_Goal_: Only the lines from the one with "the white belly" to the end of the data below should be given again, exactly, with both ends included and pictures omitted.

_Records to use_:
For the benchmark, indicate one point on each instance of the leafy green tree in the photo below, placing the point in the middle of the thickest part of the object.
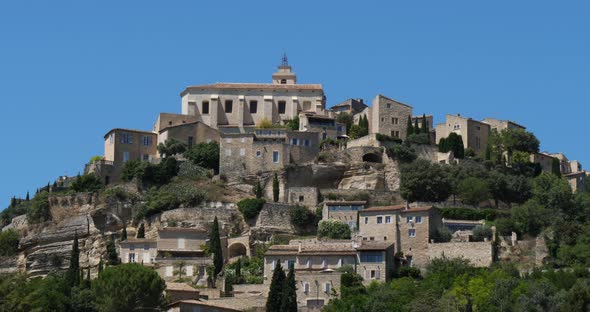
(275, 188)
(73, 274)
(39, 211)
(205, 155)
(258, 191)
(409, 126)
(171, 147)
(112, 257)
(423, 181)
(275, 294)
(141, 231)
(250, 207)
(129, 287)
(346, 119)
(289, 300)
(215, 247)
(473, 191)
(86, 183)
(9, 240)
(334, 229)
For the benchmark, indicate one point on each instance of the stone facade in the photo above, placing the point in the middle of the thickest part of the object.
(479, 254)
(304, 196)
(389, 117)
(410, 229)
(247, 104)
(265, 150)
(474, 133)
(500, 125)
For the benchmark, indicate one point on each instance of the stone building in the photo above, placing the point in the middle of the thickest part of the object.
(344, 211)
(324, 126)
(389, 117)
(350, 106)
(316, 266)
(240, 105)
(500, 125)
(265, 150)
(474, 133)
(410, 229)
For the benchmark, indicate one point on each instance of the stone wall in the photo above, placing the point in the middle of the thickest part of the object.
(479, 254)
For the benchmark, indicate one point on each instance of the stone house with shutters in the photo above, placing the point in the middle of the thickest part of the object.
(316, 265)
(410, 229)
(265, 150)
(242, 105)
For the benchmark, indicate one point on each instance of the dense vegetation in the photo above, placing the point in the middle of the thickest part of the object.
(455, 285)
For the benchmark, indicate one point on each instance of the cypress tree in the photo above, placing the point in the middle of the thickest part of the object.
(112, 256)
(258, 190)
(275, 294)
(556, 167)
(215, 247)
(409, 127)
(289, 301)
(141, 231)
(73, 274)
(275, 188)
(124, 233)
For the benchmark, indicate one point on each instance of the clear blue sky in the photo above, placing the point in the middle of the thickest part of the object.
(72, 70)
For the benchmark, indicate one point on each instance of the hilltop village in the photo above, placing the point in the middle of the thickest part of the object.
(252, 178)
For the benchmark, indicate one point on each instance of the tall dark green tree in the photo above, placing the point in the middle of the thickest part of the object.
(112, 257)
(141, 231)
(275, 188)
(215, 247)
(258, 190)
(409, 127)
(275, 294)
(124, 233)
(289, 301)
(73, 274)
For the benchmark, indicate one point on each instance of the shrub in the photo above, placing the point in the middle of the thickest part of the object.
(9, 242)
(422, 138)
(302, 217)
(402, 153)
(333, 229)
(86, 183)
(481, 232)
(250, 207)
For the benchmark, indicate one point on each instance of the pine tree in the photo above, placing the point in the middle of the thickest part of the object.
(73, 274)
(258, 190)
(409, 127)
(124, 233)
(275, 294)
(275, 188)
(289, 301)
(215, 247)
(141, 231)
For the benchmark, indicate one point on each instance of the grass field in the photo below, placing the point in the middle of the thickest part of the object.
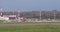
(30, 29)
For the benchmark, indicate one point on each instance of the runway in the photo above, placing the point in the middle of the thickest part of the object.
(42, 24)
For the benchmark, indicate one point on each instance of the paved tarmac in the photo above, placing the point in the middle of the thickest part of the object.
(42, 24)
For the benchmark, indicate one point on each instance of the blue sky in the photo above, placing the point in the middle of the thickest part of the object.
(28, 5)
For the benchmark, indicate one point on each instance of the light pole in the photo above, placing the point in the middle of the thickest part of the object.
(54, 15)
(40, 15)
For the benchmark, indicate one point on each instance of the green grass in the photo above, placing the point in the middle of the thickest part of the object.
(30, 29)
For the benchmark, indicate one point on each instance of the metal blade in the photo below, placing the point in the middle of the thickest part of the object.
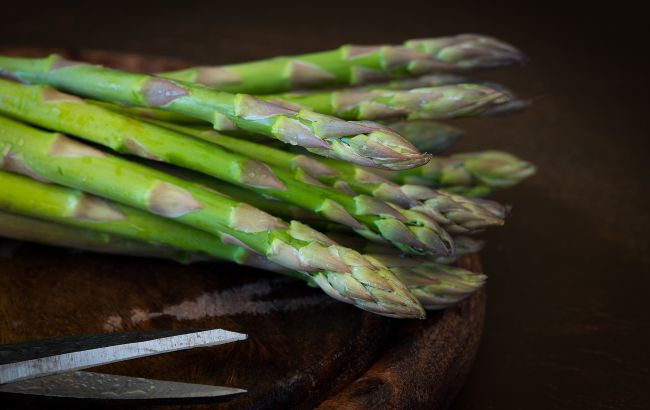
(23, 361)
(89, 386)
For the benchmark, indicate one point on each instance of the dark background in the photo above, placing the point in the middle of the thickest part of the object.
(567, 323)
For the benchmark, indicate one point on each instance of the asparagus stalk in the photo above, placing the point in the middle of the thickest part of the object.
(48, 108)
(447, 101)
(461, 215)
(473, 174)
(428, 282)
(28, 229)
(436, 285)
(106, 220)
(354, 65)
(374, 146)
(423, 81)
(427, 136)
(342, 273)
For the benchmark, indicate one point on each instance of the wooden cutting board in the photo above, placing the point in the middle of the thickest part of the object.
(304, 349)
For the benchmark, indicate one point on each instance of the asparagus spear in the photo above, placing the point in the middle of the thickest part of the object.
(48, 108)
(355, 65)
(374, 146)
(112, 222)
(460, 214)
(342, 273)
(447, 101)
(28, 229)
(473, 174)
(427, 282)
(428, 136)
(436, 285)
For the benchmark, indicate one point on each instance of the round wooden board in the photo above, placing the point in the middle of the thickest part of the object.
(304, 350)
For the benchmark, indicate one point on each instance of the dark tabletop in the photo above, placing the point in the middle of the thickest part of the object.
(567, 323)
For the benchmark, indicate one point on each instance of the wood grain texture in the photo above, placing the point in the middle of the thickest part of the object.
(304, 349)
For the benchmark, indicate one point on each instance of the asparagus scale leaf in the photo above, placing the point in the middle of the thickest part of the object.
(355, 65)
(340, 272)
(427, 282)
(374, 146)
(49, 108)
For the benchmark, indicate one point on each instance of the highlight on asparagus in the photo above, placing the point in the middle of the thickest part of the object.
(255, 163)
(375, 145)
(355, 65)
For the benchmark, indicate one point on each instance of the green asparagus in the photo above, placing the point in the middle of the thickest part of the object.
(427, 136)
(428, 282)
(29, 229)
(49, 108)
(447, 101)
(340, 272)
(461, 215)
(474, 174)
(374, 146)
(354, 65)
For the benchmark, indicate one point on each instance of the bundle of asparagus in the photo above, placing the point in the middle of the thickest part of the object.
(181, 168)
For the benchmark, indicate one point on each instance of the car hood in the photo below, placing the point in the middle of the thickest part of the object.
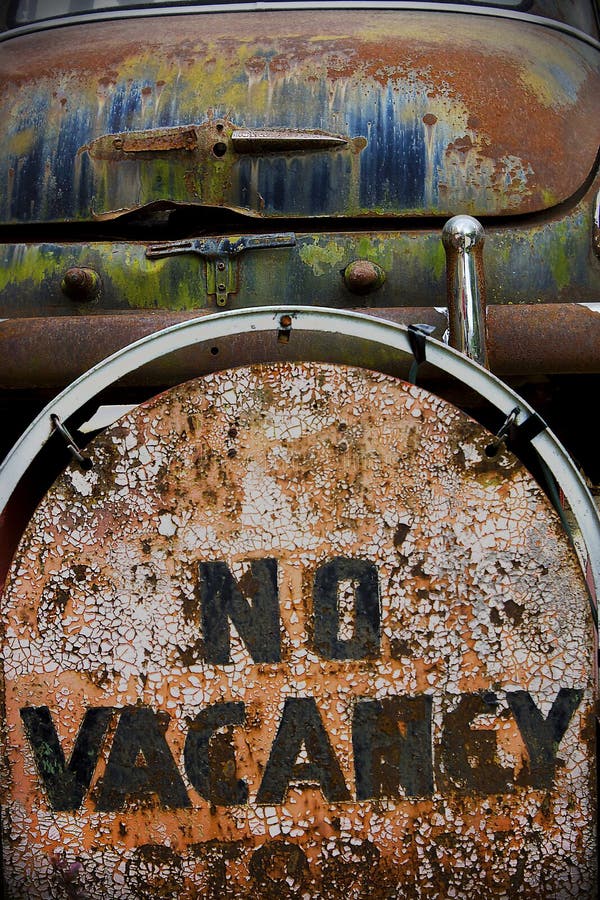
(296, 114)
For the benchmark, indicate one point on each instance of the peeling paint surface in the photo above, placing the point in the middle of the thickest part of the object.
(296, 634)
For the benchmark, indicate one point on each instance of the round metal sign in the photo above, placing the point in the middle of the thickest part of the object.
(297, 634)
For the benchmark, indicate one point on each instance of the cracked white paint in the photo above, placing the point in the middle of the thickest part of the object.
(480, 591)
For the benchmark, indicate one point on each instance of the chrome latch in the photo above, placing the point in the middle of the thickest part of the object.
(221, 275)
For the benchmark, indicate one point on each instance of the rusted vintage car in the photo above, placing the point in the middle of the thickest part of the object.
(299, 583)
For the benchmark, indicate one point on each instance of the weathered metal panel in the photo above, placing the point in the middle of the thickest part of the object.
(297, 634)
(439, 112)
(39, 353)
(538, 262)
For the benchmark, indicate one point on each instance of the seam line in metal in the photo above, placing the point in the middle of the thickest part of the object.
(283, 6)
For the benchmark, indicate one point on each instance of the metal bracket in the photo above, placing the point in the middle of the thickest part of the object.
(221, 275)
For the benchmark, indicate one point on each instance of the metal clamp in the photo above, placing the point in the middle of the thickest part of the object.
(84, 461)
(221, 275)
(502, 434)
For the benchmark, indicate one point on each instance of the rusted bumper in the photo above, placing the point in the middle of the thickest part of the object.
(523, 340)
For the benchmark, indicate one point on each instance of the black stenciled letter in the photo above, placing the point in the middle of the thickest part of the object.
(392, 747)
(364, 644)
(209, 758)
(301, 726)
(140, 763)
(65, 784)
(469, 755)
(542, 736)
(222, 598)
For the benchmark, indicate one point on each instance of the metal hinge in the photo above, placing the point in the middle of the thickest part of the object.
(221, 275)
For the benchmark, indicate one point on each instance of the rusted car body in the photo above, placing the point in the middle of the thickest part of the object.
(162, 163)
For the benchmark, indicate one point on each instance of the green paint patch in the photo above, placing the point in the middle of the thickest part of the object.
(323, 257)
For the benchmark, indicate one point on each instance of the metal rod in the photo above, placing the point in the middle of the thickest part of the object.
(463, 239)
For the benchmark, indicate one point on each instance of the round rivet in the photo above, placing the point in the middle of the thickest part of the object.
(81, 284)
(362, 276)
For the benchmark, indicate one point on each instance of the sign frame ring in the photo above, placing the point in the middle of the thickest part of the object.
(339, 325)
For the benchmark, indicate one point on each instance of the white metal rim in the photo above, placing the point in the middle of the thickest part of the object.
(341, 323)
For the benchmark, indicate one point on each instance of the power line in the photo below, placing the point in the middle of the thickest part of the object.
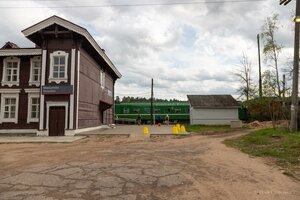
(135, 5)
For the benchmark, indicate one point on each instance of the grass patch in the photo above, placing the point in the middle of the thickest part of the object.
(275, 143)
(207, 130)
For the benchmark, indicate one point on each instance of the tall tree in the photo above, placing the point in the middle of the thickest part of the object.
(269, 83)
(247, 88)
(271, 48)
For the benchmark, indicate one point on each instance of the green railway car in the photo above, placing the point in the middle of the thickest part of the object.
(128, 112)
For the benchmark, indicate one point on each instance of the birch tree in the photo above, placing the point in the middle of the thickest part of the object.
(271, 48)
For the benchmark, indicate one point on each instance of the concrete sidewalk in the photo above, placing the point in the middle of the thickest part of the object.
(39, 139)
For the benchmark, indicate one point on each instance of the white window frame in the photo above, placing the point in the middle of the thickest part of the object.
(3, 97)
(4, 81)
(29, 110)
(65, 78)
(32, 61)
(102, 79)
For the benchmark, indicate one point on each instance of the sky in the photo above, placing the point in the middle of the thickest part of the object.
(186, 46)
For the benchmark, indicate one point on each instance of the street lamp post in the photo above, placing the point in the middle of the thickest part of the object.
(294, 106)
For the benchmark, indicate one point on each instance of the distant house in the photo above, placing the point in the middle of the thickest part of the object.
(63, 85)
(213, 109)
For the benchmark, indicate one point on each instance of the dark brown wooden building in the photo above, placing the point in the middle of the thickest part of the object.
(63, 86)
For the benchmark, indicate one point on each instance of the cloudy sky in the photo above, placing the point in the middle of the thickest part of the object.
(186, 46)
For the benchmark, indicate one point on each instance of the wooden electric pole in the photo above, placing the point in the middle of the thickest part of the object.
(152, 121)
(294, 106)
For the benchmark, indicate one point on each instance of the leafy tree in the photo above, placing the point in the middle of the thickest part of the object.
(244, 72)
(271, 48)
(269, 83)
(117, 99)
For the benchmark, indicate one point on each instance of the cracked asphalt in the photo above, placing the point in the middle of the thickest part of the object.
(169, 167)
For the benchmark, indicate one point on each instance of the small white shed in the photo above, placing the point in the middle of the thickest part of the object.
(213, 109)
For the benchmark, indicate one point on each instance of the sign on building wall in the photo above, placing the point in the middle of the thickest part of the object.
(58, 89)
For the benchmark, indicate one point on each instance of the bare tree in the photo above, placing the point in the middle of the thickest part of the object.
(271, 48)
(246, 89)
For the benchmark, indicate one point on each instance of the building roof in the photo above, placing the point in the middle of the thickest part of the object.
(212, 101)
(10, 45)
(75, 28)
(20, 52)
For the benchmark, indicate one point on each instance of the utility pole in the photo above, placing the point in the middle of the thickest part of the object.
(259, 66)
(294, 106)
(152, 121)
(283, 85)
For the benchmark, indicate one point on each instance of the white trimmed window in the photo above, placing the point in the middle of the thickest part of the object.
(33, 113)
(11, 68)
(9, 108)
(35, 70)
(58, 67)
(102, 79)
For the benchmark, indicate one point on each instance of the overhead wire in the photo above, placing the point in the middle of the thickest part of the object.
(131, 5)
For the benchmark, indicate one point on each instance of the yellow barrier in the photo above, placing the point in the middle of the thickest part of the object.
(178, 127)
(146, 131)
(175, 130)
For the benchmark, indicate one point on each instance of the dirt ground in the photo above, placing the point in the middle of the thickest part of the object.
(193, 167)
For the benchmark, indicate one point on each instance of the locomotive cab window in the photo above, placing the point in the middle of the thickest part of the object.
(177, 110)
(126, 110)
(136, 110)
(147, 110)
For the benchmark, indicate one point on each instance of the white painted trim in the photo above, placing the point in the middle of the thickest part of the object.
(31, 81)
(73, 27)
(54, 104)
(42, 98)
(10, 91)
(10, 83)
(32, 90)
(73, 57)
(78, 84)
(8, 131)
(20, 52)
(30, 96)
(9, 95)
(65, 78)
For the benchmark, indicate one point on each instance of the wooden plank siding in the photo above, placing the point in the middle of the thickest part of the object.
(23, 97)
(91, 92)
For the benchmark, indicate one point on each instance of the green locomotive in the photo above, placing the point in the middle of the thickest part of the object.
(128, 112)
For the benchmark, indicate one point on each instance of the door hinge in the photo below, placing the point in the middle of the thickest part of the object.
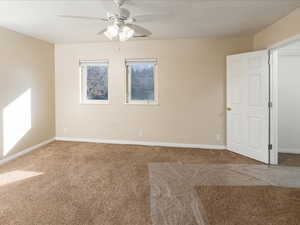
(270, 104)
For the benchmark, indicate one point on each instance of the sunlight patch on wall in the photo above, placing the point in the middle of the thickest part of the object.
(16, 121)
(16, 175)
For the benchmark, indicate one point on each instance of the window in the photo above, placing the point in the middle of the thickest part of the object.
(94, 82)
(141, 82)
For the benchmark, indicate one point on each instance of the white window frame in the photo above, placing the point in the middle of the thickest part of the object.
(83, 81)
(128, 99)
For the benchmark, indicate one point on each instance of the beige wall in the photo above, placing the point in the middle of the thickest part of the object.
(26, 64)
(286, 28)
(191, 79)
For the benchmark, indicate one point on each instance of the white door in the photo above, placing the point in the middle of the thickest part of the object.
(248, 104)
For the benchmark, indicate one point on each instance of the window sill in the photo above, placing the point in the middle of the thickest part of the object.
(142, 104)
(95, 102)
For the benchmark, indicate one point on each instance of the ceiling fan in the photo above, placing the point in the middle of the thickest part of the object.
(120, 26)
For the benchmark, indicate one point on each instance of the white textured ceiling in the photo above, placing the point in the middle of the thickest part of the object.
(170, 18)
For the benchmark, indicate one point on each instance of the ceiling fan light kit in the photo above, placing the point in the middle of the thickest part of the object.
(120, 25)
(117, 32)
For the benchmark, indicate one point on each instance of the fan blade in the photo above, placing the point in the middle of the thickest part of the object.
(101, 32)
(83, 17)
(139, 30)
(124, 12)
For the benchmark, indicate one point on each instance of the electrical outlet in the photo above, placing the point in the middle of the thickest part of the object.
(141, 133)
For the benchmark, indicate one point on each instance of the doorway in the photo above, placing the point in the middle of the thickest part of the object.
(285, 95)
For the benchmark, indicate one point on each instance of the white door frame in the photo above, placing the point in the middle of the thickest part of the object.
(274, 95)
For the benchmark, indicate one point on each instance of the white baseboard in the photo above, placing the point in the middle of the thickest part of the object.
(289, 150)
(25, 151)
(162, 144)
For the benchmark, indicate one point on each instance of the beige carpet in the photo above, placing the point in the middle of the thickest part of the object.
(67, 183)
(88, 184)
(253, 205)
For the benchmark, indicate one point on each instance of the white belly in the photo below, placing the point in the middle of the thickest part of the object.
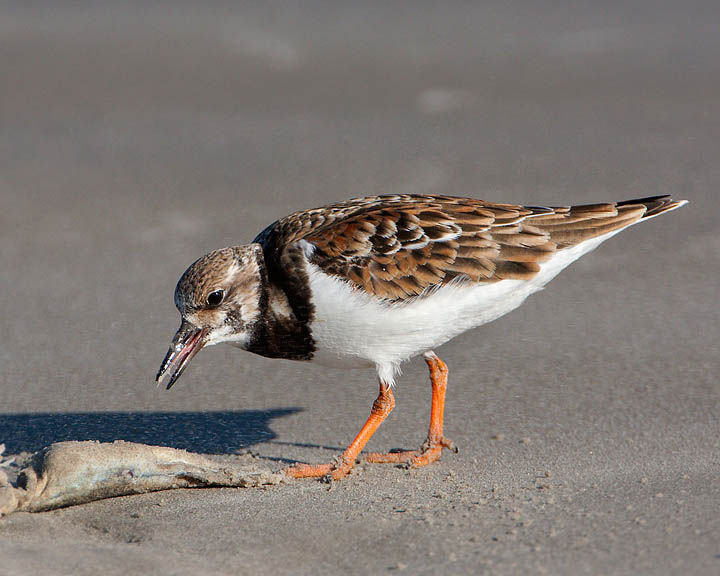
(352, 329)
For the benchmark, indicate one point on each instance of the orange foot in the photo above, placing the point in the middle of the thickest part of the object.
(382, 406)
(436, 441)
(428, 453)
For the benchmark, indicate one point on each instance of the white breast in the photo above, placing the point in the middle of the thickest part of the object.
(353, 329)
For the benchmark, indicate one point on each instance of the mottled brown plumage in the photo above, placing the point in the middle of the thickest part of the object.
(399, 247)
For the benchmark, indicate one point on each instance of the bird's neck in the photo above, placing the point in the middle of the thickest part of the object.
(283, 330)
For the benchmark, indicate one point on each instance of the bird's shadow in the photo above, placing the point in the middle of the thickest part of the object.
(206, 432)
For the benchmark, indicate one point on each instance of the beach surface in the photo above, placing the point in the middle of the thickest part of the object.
(137, 136)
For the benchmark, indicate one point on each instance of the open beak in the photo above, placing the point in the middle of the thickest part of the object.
(187, 342)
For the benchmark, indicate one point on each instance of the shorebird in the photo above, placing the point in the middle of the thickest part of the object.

_Full solution_:
For the benchmark, indicate one point on each instance of the white belly in the photo below, placing the point in the middle of the thickest part of the object.
(352, 329)
For the benchmark, indicate one point on each instance of the orange foot in the photo above, placing the point in the middle of the thickest part of the object.
(382, 406)
(436, 441)
(428, 453)
For the benchmark, indicate one point on each instance of the white breast in the photo above, placing the point in the middle of the thickest part of the object.
(353, 329)
For the benchmark, indicate one point on each instance of the mottled brown plumage in the photo above, placing the point in the middle of the thickest part of the object.
(399, 247)
For the benchmark, indicate one point on each instance of the bird's neck in the photo above, placing the point in the middle of the thickest part of the object.
(283, 330)
For the benchmark, indicate one point on each instance of the bird's shadow in the photo above, placing the point in the middle of the thickest part of the object.
(206, 432)
For the benchmark, indicate one point on each instance of the beach surface in the photo above, placing the point in the middle of the thickest part of the object.
(137, 136)
For the benchmark, indicate one point on each instance of the open beak in the photo above, placing the point in the middle of the thickest part of the object.
(187, 342)
For the benchmark, indicate one point on each instance of the shorebird in the photo above, placing the point in the middle of the thickest part of the object.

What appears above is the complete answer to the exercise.